┌────────

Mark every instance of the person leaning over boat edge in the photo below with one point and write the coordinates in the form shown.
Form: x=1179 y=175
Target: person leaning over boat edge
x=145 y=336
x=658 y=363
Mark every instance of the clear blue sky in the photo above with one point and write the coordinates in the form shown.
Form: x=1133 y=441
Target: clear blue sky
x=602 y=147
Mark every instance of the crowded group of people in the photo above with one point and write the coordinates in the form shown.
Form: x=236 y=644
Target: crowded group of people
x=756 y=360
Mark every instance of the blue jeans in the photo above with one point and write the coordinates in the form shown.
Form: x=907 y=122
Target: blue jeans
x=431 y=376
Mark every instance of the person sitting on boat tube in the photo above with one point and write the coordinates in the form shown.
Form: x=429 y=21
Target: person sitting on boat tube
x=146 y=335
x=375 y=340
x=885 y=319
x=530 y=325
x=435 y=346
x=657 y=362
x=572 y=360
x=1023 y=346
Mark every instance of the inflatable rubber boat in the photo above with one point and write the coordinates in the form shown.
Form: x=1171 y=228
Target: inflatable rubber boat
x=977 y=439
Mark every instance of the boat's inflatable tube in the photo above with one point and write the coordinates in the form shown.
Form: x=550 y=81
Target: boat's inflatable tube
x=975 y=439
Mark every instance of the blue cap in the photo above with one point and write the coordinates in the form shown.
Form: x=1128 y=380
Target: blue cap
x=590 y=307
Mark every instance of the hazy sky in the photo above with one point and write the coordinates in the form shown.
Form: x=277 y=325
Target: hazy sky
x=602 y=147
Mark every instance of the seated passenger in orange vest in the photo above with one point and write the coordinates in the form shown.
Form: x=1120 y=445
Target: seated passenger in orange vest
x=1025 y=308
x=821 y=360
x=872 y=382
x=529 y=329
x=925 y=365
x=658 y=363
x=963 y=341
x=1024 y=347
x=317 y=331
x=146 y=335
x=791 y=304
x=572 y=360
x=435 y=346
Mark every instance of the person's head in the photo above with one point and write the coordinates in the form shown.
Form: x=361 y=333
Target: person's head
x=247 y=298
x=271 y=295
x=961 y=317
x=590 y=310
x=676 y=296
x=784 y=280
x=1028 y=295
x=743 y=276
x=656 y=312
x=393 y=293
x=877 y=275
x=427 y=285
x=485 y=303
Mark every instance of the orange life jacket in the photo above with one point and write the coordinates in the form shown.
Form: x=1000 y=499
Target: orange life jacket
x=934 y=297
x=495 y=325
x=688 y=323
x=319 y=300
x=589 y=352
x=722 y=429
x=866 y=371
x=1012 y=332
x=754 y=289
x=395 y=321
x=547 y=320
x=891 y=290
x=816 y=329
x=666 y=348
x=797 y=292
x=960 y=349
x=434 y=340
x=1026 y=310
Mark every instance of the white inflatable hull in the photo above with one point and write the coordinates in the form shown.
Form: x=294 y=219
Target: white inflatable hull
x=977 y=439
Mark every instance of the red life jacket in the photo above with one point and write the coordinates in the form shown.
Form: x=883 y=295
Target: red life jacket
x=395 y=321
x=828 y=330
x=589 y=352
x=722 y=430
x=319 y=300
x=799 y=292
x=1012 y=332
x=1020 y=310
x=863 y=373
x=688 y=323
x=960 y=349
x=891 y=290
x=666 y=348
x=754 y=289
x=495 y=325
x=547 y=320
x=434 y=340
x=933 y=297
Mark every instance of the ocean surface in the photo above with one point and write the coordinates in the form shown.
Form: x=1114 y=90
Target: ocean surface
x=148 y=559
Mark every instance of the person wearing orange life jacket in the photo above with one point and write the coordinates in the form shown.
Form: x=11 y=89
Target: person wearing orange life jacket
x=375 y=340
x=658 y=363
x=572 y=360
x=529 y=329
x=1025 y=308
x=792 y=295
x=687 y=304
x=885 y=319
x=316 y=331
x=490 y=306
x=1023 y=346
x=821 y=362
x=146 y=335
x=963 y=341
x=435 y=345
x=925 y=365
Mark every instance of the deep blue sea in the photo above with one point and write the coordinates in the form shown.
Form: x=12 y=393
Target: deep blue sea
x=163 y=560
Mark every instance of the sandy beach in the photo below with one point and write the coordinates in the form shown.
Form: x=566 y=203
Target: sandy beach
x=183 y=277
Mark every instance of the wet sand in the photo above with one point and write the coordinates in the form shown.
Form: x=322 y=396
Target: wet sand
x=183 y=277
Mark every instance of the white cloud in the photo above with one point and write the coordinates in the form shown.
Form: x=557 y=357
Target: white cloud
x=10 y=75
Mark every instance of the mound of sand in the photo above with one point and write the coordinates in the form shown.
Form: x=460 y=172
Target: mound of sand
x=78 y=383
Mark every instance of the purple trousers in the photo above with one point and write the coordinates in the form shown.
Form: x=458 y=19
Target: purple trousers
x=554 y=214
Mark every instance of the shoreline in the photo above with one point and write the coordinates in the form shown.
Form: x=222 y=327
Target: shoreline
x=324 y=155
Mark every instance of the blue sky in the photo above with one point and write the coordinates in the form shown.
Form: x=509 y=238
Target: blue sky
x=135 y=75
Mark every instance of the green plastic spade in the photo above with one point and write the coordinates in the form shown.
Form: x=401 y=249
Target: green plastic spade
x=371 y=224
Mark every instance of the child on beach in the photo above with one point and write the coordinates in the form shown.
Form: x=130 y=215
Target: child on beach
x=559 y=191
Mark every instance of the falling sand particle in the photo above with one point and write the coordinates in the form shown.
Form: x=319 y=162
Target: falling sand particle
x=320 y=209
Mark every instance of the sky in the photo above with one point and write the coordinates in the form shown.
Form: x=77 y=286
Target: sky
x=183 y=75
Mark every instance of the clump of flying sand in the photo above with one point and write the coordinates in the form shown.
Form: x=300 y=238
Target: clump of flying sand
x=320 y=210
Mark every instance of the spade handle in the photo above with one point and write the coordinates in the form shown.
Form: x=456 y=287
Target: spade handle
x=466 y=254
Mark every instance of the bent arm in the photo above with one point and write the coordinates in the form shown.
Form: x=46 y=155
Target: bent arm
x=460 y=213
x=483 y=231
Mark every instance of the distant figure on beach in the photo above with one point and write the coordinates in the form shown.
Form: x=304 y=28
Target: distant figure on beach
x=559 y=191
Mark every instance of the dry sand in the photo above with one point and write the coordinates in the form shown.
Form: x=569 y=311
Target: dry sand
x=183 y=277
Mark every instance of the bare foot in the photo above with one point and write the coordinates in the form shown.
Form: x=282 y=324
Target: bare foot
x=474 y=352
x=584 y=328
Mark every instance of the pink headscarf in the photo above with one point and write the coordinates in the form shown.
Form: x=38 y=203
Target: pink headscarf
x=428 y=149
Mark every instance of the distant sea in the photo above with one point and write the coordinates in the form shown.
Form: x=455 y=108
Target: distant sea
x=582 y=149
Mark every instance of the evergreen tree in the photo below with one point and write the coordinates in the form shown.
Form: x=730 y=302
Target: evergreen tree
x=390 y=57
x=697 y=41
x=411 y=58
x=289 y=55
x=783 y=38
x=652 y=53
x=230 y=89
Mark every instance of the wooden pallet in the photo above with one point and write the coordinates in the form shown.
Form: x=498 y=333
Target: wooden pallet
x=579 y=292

└────────

__Your assignment__:
Write out all of the records once more, exactly.

__Expected output__:
Mark every instance of the person leaning over boat edge in the photo below with one point and write the coordinates in the form shown.
Form: x=1179 y=175
Target: person leaning over boat edge
x=145 y=336
x=658 y=363
Mark every instance of the clear blue sky in the photo above with one point and write the coordinates in the form shown.
Form: x=1133 y=441
Target: clear blue sky
x=602 y=147
Mark every instance of the crowded group of people in the photo above with one point and write the coordinates in the form shown.
Form: x=236 y=644
Target: crowded group of people
x=756 y=360
Mark every instance of the blue jeans in the photo above with one point and write the coordinates in the form shown.
Form: x=907 y=122
Target: blue jeans
x=431 y=376
Mark every instance of the person sitting on boat tube in the photo above with one point and write the coordinates in the form shown.
Form: x=429 y=21
Target: person sitting on boat tube
x=146 y=335
x=375 y=340
x=885 y=319
x=530 y=325
x=435 y=346
x=657 y=362
x=572 y=360
x=1023 y=346
Mark every instance of the inflatable rubber boat in the photo above with one point and write the coordinates in the form shown.
Form: x=1171 y=228
Target: inflatable rubber boat
x=977 y=439
Mark every instance of the boat's inflatable tube in the photo above with one point and write the coordinates in the form shown.
Form: x=550 y=81
Target: boat's inflatable tube
x=975 y=439
Mark every instance of the blue cap in the photo above with one point and write the coordinates in the form shown.
Form: x=1128 y=380
Target: blue cap
x=590 y=307
Mark every instance of the hazy sky in the photo above with one point and write the coordinates in the form shown.
Form: x=277 y=325
Target: hazy sky
x=602 y=147
Mark every instance of the seated passenger in orange vest in the photo above with one point and write the coordinates in the form shown.
Form: x=1120 y=445
Target: seated passenger in orange vest
x=1025 y=308
x=821 y=360
x=872 y=382
x=529 y=329
x=925 y=365
x=658 y=363
x=963 y=341
x=1024 y=347
x=317 y=331
x=146 y=335
x=791 y=304
x=572 y=360
x=435 y=346
Mark every instance of the person's head in the photo above with one point and write the coordinates in the form shown.
Form: x=361 y=333
Target: person's head
x=247 y=298
x=271 y=295
x=961 y=317
x=590 y=310
x=676 y=296
x=784 y=280
x=1028 y=295
x=743 y=276
x=656 y=312
x=393 y=293
x=877 y=275
x=427 y=285
x=485 y=303
Mark every instance of the orange life jacket in the photo above with one point and write the coordinates in the form shown.
Form: x=1000 y=499
Target: orange life jacket
x=934 y=297
x=495 y=325
x=688 y=323
x=319 y=300
x=589 y=352
x=722 y=429
x=866 y=371
x=1012 y=332
x=754 y=289
x=395 y=321
x=547 y=320
x=891 y=290
x=816 y=329
x=666 y=348
x=797 y=292
x=960 y=349
x=434 y=340
x=1026 y=310
Mark every instance of the white inflatable hull in the photo above with one point and write the coordinates in the form shown.
Form: x=294 y=219
Target: white inflatable hull
x=977 y=439
Mark every instance of the red life jacket in the photo above with one point and write the coordinates in the form shown.
Form: x=883 y=295
Target: red life jacket
x=395 y=321
x=828 y=330
x=589 y=352
x=722 y=430
x=319 y=300
x=799 y=292
x=1012 y=332
x=1020 y=310
x=863 y=373
x=688 y=323
x=960 y=349
x=891 y=290
x=666 y=348
x=754 y=289
x=495 y=325
x=547 y=320
x=434 y=340
x=933 y=297
Mark every instance of the ocean surface in the photo above with one point and write the coordinates in the form shown.
Form: x=1114 y=90
Target: ocean surface
x=148 y=559
Mark every instance of the person wearing orange life jacket in the photo above with one point and write the coordinates in the form shown.
Form: x=11 y=89
Target: person wearing orange life jacket
x=375 y=340
x=658 y=363
x=572 y=360
x=529 y=329
x=1025 y=308
x=792 y=295
x=687 y=304
x=885 y=319
x=316 y=331
x=490 y=306
x=1023 y=346
x=821 y=362
x=146 y=335
x=963 y=341
x=435 y=345
x=925 y=365
Mark every instance of the deep blue sea in the photo above with one point and write the coordinates in the form shown.
Form: x=12 y=393
Target: deep blue sea
x=163 y=560
Mark every instance of the sandy beach in the photo below with one point and write the coordinates in the form shown.
Form: x=566 y=203
Target: sandy beach
x=183 y=277
Mark every instance of the wet sand in the photo above with one point and write the coordinates in the form shown.
Form: x=322 y=396
Target: wet sand
x=183 y=277
Mark every instance of the white cloud in the photo above with one point and write the coordinates in the form shown.
Form: x=557 y=357
Target: white cloud
x=10 y=75
Mark every instance of the mound of sand in the photo above with one point and write the coordinates in the form shown.
Form: x=460 y=172
Target: mound of sand
x=78 y=383
Mark every instance of the purple trousers in the photo above with one point and write the coordinates in the form shown.
Form: x=458 y=19
Target: purple trousers
x=554 y=214
Mark every instance of the shoreline in the photo above with one point and write the coordinates in the form shown.
Form: x=222 y=327
Target: shoreline
x=324 y=155
Mark every instance of the blue sky in the photo above with one point and write the coordinates in the form shown.
Form: x=509 y=238
Target: blue sky
x=135 y=75
Mark every instance of the green plastic spade in the photo above with one point and write the coordinates in the form shown.
Form: x=401 y=249
Target: green plastic spade
x=371 y=224
Mark every instance of the child on beach in the photo above with one point and write the coordinates in the form shown.
Form: x=130 y=215
Target: child on beach
x=559 y=191
Mark every instance of the falling sand particle in the photo above with one point and write the coordinates in the form shown.
Form: x=319 y=162
Target: falling sand particle
x=320 y=209
Mark every instance of the sky in the photo above with one point and write the coordinates in the form shown.
Form: x=77 y=286
Target: sky
x=183 y=75
Mark every instance of the clump of flying sand in the photo above with one point and write the coordinates in the form shown.
Form: x=300 y=238
Target: clump of flying sand
x=320 y=210
Mark every instance of the spade handle in the photo above with one point and write the coordinates in the form shown.
Form: x=456 y=287
Target: spade handle
x=466 y=254
Mark every instance of the bent arm in the photo above with one point and write the coordinates in the form shown.
Form: x=46 y=155
Target: bent arm
x=460 y=213
x=483 y=231
Mark every instance of the distant figure on beach in the photo above with one point and write the coordinates in the form shown.
Form: x=304 y=28
Target: distant figure on beach
x=559 y=191
Mark every instance of the dry sand in the photo above with one point and write the coordinates in the form shown.
Form: x=569 y=311
Target: dry sand
x=183 y=277
Mark every instance of the bare foot in the photo above with one point and write the coordinates in the form shown.
Form: x=282 y=324
Target: bare foot
x=474 y=352
x=584 y=328
Mark every instance of the pink headscarf in the photo above with one point and write the coordinates in the form shown.
Form: x=38 y=203
Target: pink headscarf
x=428 y=149
Mark every instance of the distant sea in the photo above with one point and write the coordinates in the form shown.
Form: x=455 y=108
Target: distant sea
x=582 y=149
Mark every instance of the evergreen tree in the photo below with one point and write the coordinates in the form shown.
Form: x=730 y=302
Target: evergreen tree
x=390 y=57
x=697 y=41
x=411 y=58
x=289 y=55
x=783 y=38
x=652 y=53
x=230 y=89
Mark every instance of the wooden pallet in the photo above with one point and write the coordinates in the form shown.
Form: x=498 y=333
Target: wooden pallet
x=579 y=292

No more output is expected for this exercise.